Excerpt to read ::
···

The Y-chromosome is one that geneticists love to study. Because it is passed on from father to son with no matching chromosome to confuse the issue it’s possible to study lines of descent in a much more direct way than is usually possible. Mitochondrial DNA, another favorite for study, provides a similar line of descent for women. In both cases since the inheritance is direct and unadulterated, it makes certain kinds of studies much easier (or even possible). The headlines from a decade ago about locating “Eve”, the earliest common mother of humankind, stemmed from studies of mitochondrial DNA.

Recently geneticists studying the Y-chromosome in Asiatic populations came upon an interesting result. Approximately 8% of the male population in large portions of Mongolia and the surrounding areas has the same Y-chromosome, indicating a shared common ancestor. The number works out to approximately sixteen million direct male descendants all sharing one common ancestor – but who is he?

Random mutations, neutral in effect, happen at a fairly consistent rate over time and they can be used much like a clock. This allowed the researchers looking across this population to work out an approximate time frame. They concluded that the lineage of this Y-chromosome converged at around 1,000 years ago – near the time of the first millennium.

The time frame eliminated the first candidate, Genghis Khan, who was born in 1162 – or did it? The researchers thought that the originating man might be a male ancestor of the Khan’s, perhaps a great-grandfather.

Certainly the hypothesis is plausible. Genghis Khan regularly sealed the conquest of new lands by taking women from their ruling families into his family. Some he married, some he gave to his relatives— including his sons and brothers— as wives. His eldest son, Tushi, is reported to have had forty sons of his own, and his younger sons were no different. The habit continued on for many generations, with some of his descendants holding power up until the 20th century.

···

Data listing ::
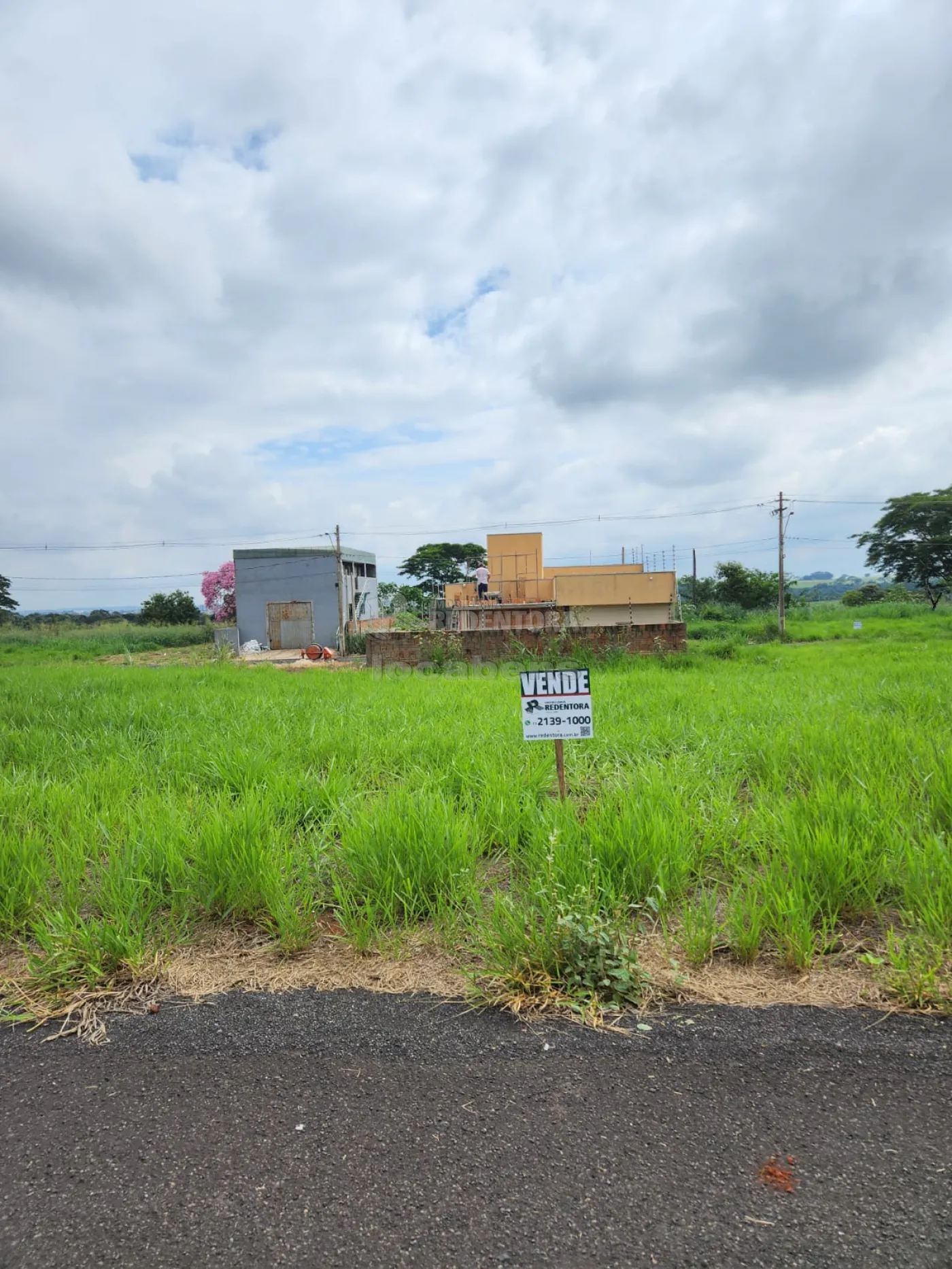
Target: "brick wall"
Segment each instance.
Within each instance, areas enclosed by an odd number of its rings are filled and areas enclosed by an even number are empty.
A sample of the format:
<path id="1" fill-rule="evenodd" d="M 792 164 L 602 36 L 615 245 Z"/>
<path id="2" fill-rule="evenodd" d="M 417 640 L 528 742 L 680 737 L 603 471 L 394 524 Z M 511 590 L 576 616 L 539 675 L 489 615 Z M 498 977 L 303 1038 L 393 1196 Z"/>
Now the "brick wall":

···

Requirement 1 :: List every person whom the text on Y-chromosome lineages refers to by name.
Requirement 2 :: Continue the text about the shared Y-chromosome in Mongolia from its final sentence onward.
The records have no connection to the text about Y-chromosome lineages.

Your response 1 :: Eve, Genghis Khan, Tushi

Your response 2 ::
Plausible or not, proving the hypothesis is another matter altogether. The only definitive proof would be to find Genghis Khan’s long hidden grave, and to recover some DNA from the Khan himself for genetic matching. In the absence of the grave, less direct support must be found.

The best evidence for the hypothesis so far, comes from outside Mongolia. In all their studies, the geneticists found only one example of this particular genetic lineage outside of the boundaries of the ancient Mongol empire. The Hazaras of Pakistan have a long oral tradition that says they are direct descendants of Genghis Khan. They also share in the lineage so commonly found in Mongolia, with almost a quarter of the Hazaras males having the Y-chromosome being tracked.

Presuming that the genetic hypothesis is correct, just how successful was Genghis Khan at propagating his lineage? After all, the world population has increased dramatically in the last thousand years, so you would expect most of the people who lived a thousand years ago to have numerous descendants. Following a strict mathematical progression, if every person who lived in the times of the Mongolian Empire had been equally successful, you would expect each man to have twenty direct male descendants. Compared to the 16 million attributed to Genghis Khan, this would make him approximately 800,000 times more successful.

Another question that arises with this data is: are there any others? So far this study is the only one of its kind. Will future studies show other historic men who have been as dramatically successful in spreading their genes? Possibly, but not necessarily. In order to achieve this kind of spread, not only does the originator of the lineage need to have a lot of male progeny, but they must be widespread geographically, and they must continue the trend for a number of generations. In Europe, there is no tradition of harems to allow for the astounding numbers of children, while in Africa, the tribal organization of a thousand years ago would make the required geographical spreading difficult. The most likely area to find another widespread lineage would be among the early Muslims. There the tradition of multiple wives had been long established, and remains today in many Middle Eastern countries, while the many trade routes, and the expansion of empires would allow for the geographical spreading.

Regardless of the results, it is interesting to see such an enormous genetic footprint still visible, the invisible legacy of a man who may just be the most successful patriarch in history.